───── Passage ─────

Lucky Boo Boo
My friends, it has been too long.
Technology is supposed to make our lives better and easier, right? Lately, well actually more like the last 10 years, I find technology and interacting with it exhausting and full of stress and frustration. A better and easier life? Hardly, when hours are spent trying to determine why this site completely shut down on me months ago. If I were tech savvy, the fix might have been a breeze but I am not and so here we are, my friend. Here. We. Are.
Last night I took my favorite animal in the world, our dog, Lucky Boo Boo, out for her evening potty. Her collar was not on tight enough and so when she stepped outside, she also stepped right out of her collar and leash.
During the day, she has our entire yard to herself, to run as fast and free as she wants.
At night? We learned that all of the smells of the day rile her up and she goes crazy, barking at everything. I don’t want a phone call from an irate neighbor about our insane pooch at 10 o’clock at night, so….leash it is for her at night.
So last night, she stepped right out of her collar and leash and in a literal flash, was gone. Her collar is tied to our invisible fence, and her training stops her from leaving, so I was not worried we would lose her. I just knew the barking and smelling and running would begin in 3….2… yep, there’s the first bark.

───── Excerpted records ─────

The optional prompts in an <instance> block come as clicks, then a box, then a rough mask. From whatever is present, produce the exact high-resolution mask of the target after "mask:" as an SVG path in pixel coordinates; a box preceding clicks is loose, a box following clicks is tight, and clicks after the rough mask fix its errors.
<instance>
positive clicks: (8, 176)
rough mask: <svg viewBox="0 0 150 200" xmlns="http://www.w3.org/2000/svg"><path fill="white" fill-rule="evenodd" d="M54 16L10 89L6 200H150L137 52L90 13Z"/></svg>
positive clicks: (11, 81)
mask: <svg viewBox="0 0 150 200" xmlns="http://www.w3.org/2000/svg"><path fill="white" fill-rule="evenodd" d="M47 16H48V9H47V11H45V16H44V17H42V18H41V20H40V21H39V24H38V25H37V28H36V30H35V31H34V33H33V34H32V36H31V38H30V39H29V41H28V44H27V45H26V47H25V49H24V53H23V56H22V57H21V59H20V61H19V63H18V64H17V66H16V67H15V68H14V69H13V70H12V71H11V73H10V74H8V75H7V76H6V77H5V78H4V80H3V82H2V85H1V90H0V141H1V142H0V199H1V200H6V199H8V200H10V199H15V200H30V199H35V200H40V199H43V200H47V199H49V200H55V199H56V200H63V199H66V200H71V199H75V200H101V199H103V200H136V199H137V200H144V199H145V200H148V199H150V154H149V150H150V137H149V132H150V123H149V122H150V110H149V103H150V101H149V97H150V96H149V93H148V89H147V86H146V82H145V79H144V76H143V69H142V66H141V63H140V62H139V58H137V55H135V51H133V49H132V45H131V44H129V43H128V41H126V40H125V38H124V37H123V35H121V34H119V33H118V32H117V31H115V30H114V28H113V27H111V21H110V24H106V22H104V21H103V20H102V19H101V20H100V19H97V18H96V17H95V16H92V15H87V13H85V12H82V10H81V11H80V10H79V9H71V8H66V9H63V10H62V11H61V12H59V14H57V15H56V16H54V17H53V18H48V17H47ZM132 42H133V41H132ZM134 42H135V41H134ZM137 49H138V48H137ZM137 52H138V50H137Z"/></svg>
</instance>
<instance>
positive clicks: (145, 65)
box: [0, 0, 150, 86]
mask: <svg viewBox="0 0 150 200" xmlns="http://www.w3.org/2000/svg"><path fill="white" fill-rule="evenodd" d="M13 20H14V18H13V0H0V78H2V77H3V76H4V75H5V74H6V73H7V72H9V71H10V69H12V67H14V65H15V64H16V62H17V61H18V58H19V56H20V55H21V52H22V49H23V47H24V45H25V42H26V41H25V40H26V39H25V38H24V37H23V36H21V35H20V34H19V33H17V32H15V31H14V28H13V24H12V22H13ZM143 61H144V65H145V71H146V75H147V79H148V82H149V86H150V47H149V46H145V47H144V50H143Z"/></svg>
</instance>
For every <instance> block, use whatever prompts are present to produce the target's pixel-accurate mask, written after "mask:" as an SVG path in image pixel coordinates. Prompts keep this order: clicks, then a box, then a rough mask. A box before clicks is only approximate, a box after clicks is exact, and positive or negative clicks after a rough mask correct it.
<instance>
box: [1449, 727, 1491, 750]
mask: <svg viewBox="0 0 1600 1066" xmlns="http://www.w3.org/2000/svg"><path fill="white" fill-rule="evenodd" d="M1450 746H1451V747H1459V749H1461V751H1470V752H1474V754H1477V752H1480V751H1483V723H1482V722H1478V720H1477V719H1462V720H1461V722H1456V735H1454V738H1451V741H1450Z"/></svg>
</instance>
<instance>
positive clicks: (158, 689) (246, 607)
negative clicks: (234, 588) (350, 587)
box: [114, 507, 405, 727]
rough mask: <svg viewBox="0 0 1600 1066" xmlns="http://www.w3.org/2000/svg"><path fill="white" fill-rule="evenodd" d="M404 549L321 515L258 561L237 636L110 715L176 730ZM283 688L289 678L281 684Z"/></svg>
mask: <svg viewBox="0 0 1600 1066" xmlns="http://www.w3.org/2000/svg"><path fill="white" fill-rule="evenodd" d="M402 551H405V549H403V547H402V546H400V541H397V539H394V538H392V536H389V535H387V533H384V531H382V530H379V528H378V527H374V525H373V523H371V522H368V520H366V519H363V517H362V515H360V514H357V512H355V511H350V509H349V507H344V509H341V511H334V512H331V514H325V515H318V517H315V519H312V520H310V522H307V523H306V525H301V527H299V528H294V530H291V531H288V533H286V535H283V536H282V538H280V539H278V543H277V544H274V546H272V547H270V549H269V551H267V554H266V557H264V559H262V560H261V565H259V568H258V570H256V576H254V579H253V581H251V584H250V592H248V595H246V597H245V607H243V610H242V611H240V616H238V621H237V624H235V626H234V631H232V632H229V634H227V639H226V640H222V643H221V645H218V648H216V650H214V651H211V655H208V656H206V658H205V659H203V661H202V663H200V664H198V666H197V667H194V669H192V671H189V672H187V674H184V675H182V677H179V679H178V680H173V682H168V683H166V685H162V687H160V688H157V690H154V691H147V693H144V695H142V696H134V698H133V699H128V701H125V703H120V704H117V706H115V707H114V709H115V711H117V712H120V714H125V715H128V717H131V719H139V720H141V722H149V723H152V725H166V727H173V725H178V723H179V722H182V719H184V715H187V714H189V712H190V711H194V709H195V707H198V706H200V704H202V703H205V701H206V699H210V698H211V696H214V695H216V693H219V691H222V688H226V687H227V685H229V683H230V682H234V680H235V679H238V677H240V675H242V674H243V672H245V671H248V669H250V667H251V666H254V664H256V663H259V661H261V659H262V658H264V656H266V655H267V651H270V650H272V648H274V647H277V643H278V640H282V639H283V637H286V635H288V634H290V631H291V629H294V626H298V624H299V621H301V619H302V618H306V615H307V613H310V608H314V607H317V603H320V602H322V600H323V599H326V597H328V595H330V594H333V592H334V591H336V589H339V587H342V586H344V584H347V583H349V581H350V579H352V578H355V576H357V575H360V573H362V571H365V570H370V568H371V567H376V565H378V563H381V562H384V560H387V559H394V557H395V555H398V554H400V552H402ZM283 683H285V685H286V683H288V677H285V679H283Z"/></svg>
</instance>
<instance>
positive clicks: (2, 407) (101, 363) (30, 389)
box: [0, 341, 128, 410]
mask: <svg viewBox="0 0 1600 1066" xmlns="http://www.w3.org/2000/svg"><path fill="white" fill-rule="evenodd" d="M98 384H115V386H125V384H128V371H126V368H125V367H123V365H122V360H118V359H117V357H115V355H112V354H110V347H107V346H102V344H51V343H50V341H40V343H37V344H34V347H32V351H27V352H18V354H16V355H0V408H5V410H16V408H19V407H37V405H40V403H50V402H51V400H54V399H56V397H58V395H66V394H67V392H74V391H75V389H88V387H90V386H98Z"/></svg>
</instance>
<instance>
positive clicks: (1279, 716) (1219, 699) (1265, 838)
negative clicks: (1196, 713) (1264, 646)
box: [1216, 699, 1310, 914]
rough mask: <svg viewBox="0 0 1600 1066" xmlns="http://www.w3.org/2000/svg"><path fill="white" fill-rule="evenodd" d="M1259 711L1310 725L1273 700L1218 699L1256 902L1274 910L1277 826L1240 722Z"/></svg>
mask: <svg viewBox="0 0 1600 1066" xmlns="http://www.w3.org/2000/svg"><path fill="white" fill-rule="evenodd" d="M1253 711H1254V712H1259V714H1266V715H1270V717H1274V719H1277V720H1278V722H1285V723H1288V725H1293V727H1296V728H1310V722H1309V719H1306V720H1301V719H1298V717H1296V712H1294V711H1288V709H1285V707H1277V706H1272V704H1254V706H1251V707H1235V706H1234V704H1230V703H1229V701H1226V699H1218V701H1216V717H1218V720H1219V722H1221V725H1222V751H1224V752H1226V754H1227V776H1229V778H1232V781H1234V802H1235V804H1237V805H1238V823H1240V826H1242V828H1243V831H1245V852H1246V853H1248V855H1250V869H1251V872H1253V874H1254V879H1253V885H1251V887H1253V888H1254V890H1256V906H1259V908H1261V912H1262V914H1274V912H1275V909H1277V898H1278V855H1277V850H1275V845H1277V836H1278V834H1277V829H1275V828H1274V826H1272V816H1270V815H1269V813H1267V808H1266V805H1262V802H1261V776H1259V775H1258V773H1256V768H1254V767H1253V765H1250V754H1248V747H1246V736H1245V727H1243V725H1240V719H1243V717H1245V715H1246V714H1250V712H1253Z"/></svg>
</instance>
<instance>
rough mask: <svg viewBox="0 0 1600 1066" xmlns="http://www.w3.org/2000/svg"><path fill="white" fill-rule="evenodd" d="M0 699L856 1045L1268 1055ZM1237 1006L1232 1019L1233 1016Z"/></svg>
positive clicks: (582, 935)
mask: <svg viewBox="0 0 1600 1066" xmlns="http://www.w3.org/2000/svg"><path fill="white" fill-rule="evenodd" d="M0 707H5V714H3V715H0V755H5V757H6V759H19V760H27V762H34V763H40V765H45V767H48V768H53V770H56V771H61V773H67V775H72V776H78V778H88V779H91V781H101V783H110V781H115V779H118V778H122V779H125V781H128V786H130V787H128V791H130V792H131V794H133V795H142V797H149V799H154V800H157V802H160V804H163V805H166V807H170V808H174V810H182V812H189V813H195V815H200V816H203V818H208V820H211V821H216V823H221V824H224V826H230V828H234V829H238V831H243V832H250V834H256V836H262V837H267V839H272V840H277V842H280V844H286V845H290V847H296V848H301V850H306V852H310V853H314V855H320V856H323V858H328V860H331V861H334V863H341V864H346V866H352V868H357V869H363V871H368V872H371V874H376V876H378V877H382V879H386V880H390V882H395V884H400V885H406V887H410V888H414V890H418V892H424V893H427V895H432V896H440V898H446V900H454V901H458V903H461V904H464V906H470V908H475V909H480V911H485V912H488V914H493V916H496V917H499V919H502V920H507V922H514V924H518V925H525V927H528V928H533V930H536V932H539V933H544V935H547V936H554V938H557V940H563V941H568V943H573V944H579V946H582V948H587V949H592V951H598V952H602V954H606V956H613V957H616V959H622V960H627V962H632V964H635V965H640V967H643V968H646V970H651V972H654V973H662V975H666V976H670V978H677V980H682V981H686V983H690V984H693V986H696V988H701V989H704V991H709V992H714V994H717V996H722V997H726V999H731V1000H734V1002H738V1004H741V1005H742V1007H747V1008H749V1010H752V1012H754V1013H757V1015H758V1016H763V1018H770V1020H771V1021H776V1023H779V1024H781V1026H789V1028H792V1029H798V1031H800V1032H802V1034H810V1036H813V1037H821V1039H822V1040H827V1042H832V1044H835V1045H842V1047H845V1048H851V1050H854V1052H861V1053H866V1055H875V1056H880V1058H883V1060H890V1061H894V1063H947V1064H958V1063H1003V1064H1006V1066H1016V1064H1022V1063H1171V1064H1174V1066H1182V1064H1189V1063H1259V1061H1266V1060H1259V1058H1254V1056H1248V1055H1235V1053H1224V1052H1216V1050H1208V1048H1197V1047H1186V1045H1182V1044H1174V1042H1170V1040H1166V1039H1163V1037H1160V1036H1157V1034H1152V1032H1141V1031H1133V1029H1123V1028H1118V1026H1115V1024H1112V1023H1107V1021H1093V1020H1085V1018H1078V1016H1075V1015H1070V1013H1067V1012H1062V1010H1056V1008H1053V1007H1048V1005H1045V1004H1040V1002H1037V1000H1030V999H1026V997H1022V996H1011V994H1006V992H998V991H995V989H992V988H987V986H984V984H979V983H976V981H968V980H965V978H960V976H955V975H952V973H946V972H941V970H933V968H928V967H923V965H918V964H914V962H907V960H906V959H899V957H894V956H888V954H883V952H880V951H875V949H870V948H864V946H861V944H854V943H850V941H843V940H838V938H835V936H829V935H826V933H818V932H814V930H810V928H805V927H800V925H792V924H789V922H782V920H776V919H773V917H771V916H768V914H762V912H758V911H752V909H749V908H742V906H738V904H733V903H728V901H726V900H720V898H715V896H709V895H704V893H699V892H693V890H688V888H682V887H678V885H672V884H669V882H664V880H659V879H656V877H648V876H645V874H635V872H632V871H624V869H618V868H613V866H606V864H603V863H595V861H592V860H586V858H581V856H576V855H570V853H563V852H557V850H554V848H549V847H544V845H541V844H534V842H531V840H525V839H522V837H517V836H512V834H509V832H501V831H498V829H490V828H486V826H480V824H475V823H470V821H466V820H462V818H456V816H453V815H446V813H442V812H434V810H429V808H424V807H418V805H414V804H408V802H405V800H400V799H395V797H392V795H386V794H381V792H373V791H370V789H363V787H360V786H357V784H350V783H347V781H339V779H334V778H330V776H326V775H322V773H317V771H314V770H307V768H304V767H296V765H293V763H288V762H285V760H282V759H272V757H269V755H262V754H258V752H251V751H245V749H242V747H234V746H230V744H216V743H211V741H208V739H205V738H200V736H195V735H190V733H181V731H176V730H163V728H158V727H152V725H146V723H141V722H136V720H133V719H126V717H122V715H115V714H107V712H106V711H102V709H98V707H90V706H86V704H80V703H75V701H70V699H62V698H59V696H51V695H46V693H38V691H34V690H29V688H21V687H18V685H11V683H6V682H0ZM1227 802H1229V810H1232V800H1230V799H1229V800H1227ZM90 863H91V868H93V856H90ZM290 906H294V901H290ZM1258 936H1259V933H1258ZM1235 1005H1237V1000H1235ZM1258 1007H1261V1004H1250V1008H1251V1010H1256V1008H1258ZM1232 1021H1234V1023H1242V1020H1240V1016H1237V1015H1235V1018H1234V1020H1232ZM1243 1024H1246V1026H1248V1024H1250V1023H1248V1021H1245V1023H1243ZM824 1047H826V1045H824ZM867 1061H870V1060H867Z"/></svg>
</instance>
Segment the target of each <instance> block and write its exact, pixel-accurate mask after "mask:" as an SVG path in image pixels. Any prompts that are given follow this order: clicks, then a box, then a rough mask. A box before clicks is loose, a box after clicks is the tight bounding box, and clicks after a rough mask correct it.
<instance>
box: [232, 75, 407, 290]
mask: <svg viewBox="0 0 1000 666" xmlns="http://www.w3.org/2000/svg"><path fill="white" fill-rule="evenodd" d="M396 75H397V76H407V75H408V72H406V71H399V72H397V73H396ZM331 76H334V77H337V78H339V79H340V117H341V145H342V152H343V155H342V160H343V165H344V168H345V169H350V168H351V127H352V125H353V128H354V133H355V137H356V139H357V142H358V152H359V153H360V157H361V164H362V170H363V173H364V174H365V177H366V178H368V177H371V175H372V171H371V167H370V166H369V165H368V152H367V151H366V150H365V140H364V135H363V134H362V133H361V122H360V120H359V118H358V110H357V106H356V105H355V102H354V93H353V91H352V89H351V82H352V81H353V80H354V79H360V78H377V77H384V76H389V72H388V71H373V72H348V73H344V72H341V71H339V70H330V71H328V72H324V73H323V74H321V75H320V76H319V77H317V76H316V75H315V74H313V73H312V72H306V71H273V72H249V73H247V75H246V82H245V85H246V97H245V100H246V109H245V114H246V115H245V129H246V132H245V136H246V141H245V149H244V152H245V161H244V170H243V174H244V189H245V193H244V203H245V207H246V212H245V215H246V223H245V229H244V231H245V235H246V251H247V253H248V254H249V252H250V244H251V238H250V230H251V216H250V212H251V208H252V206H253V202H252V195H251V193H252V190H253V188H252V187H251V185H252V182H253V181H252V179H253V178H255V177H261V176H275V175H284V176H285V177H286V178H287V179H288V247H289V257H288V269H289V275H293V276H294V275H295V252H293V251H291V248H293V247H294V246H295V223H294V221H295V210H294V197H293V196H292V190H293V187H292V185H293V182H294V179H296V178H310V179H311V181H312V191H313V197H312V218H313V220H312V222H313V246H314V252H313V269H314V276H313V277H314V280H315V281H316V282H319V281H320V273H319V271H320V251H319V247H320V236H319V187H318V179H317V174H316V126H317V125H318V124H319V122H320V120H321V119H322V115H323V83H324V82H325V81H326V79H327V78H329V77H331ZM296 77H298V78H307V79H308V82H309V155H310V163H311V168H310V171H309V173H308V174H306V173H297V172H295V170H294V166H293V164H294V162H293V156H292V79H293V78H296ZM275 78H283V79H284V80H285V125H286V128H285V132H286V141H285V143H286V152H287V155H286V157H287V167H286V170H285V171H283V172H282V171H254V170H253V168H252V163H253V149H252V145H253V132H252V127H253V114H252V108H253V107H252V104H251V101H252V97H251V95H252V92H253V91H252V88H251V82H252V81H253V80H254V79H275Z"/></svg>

─────

**Work instructions:** Output the passage about Lucky Boo Boo from the part that opens with the words containing "At night? We" through the part that closes with "the first bark.". These records were gathered from a separate source.

**Response:**
At night? We learned that all of the smells of the day rile her up and she goes crazy, barking at everything. I don’t want a phone call from an irate neighbor about our insane pooch at 10 o’clock at night, so….leash it is for her at night.
So last night, she stepped right out of her collar and leash and in a literal flash, was gone. Her collar is tied to our invisible fence, and her training stops her from leaving, so I was not worried we would lose her. I just knew the barking and smelling and running would begin in 3….2… yep, there’s the first bark.